* _Text excerpt_:
###

Mathematics and health promotion - discussing diabetes on Twitter

Social media for health promotion is a fast-moving, complex environment, teeming with messages and interactions among a diversity of users. In order to better understand this landscape a team of mathematicians and medical anthropologists from Oxford, Imperial College and Sinnia led by Oxford Mathematician Mariano Beguerisse studied a collection of 2.5 million tweets that contain the term "diabetes". In particular, the research focused on two main questions:

(1) Who are the most influential Twitter users that have posted about diabetes?

(2) What themes arise in these tweets?

The researchers used a mixed-methods approach to answer these questions, that relies on techniques from network science, information retrieval, and medical anthropology.

To answer question (1) the team constructed temporal retweet networks, in which the nodes are twitter users, and connections between them exist whenever a user "retweets" a message posted by another. The crucial feature of these networks is that the connections are "directed", that is, there is a distinction between who the author of the tweet is and who retweeted it. The directionality of connections is what allow us to extract the "hub" and "authority" centrality scores for each user in time. In networks, a centrality score is a proxy for importance; hubs and authority scores are useful to distinguish the different roles played by nodes in retweet networks. A good hub is a user that consistently retweets quality tweets, and a good authority is a user who posts them. Whereas the hub landscape is diffuse and has few consistent players, top authorities are highly persistent across time and comprise bloggers, advocacy groups and NGOs related to diabetes, as well as for-profit entities without specific diabetes expertise.

###

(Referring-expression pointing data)
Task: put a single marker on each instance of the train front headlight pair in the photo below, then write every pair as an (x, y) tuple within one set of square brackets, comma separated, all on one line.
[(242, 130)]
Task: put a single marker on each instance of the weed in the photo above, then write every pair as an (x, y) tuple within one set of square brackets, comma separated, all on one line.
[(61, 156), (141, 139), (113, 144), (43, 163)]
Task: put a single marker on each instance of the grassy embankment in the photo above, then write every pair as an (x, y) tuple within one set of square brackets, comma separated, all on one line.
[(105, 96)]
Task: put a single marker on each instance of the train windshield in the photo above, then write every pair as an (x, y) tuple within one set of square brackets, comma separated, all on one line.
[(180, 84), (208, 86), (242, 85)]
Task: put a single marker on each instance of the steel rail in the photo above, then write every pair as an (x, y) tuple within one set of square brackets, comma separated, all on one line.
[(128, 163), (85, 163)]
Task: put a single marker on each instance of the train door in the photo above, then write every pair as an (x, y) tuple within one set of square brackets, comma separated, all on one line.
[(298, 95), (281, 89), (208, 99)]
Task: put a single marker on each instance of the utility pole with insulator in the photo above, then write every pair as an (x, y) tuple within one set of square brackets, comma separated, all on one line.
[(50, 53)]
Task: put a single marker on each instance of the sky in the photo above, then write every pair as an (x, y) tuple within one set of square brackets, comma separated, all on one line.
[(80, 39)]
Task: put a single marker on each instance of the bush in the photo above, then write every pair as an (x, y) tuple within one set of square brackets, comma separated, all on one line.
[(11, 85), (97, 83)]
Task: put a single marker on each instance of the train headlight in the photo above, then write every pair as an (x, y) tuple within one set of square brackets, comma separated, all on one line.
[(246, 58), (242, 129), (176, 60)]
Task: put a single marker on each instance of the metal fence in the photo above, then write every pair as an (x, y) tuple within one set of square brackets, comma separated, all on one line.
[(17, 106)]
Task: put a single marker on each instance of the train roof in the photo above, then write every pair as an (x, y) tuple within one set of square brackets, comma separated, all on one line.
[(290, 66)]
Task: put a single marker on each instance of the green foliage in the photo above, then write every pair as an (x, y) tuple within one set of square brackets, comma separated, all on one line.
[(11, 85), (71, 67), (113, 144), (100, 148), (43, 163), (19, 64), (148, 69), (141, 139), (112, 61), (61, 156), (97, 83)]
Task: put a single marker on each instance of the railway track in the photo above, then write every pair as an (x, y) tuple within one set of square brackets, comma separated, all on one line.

###

* _Exercise 1_: Write out the stretch of the diabetes-on-Twitter article from "Social media for" through "posted about diabetes?", word for word.
* _Exercise 2_: Extend the diabetes-on-Twitter article by picking up right after its last sentence.
None of the work here draws on the entries.

* _Output 1_:
Social media for health promotion is a fast-moving, complex environment, teeming with messages and interactions among a diversity of users. In order to better understand this landscape a team of mathematicians and medical anthropologists from Oxford, Imperial College and Sinnia led by Oxford Mathematician Mariano Beguerisse studied a collection of 2.5 million tweets that contain the term "diabetes". In particular, the research focused on two main questions:

(1) Who are the most influential Twitter users that have posted about diabetes?

* _Output 2_:
To get a closer look at who the most influential accounts are, the researchers constructed the follower network of the top authorities  (i.e., who follows whom among top authority nodes). An analysis of this network's communities places these top hubs in different groups with a distinct character such as Twitter accounts that are mostly focused on diabetes activism, health and science, lifestyle, commercial accounts, and comedians and parody accounts. 

To answer question (2) the team separated the tweets by weeks, and obtained the topics in each weekly bin using a technique known as "Latent Dirichlet Allocation", which estimates the probability that a tweet containing a specific word belongs to a topic. Once the topics were obtained, the researchers used thematic coding, a technique used by social scientists, to classify them in four broad thematic groups: health information, news, social interaction and commercial. Interestingly, humorous messages and references to popular culture appear consistently more than any other type of tweet. The abundance of jokes about diabetes in online social media is a signal that there is a baseline understanding about the disease and its causes, which may be the result of nutritional heath promotion over the past decades. This observation is at odds with the belief that more health education is required to help people to understand the sorts of foods which might contribute to the development of diabetes.

The results of this work indicate that the diabetes landscape on Twitter is complex, and it cannot be assumed that people can easily discern "good" and "bad" information, and that clearly there is more information available to consumers than they can be expected to absorb. Public health approaches that simply aim to "inform" the public might be insufficient or even be counterproductive, as they make a complicated cacophony of messages even busier. For example, information from bloggers, companies or automated accounts may be in line with broad health recommendations (and indeed may provide a valuable service to users), but without clear distinction from "legitimate" health advice, such information might also push an agenda that could lead to harm or greater health costs in future. In this case, public health agencies may have to develop new approaches to ensure that the electronic health information landscape is one that promotes healthy citizens and not only sweet profits.